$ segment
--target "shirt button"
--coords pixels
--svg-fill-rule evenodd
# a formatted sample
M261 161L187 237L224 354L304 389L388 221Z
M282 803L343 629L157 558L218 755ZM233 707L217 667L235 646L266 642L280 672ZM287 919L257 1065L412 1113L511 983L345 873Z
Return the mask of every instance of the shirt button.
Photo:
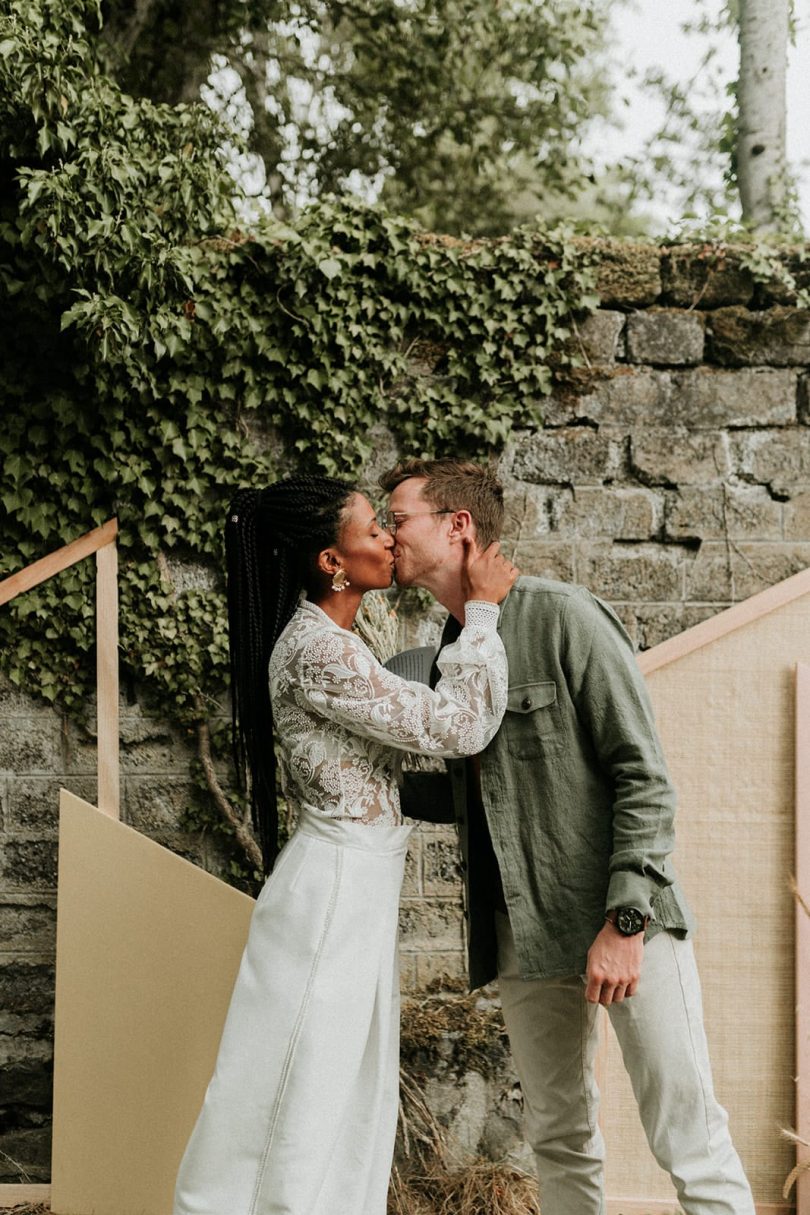
M461 870L461 872L462 872L462 873L466 873L466 872L467 872L467 862L466 862L466 861L459 861L459 866L458 866L458 867L459 867L459 869Z
M522 709L530 709L530 708L532 707L532 698L531 698L531 696L524 696L524 697L523 697L523 700L520 702L520 707L521 707Z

- [Problem details] Everything in the records except the pictures should be printed again exactly.

- [Result for this exercise]
$ segment
--target "shirt button"
--coords pixels
--svg-fill-rule evenodd
# a formatted sample
M261 161L187 237L224 354L304 389L388 221Z
M282 803L343 629L157 558L218 755ZM233 707L217 667L235 646L266 642L280 672ZM287 919L257 1065L412 1113L511 983L345 873Z
Return the mask of every instance of the shirt button.
Photo:
M461 870L461 872L462 872L462 873L466 873L466 872L467 872L467 862L466 862L466 861L459 861L459 866L458 866L458 867L459 867L459 869Z
M522 709L530 709L530 708L532 707L532 698L531 698L531 696L524 696L524 697L523 697L523 700L520 702L520 707L521 707Z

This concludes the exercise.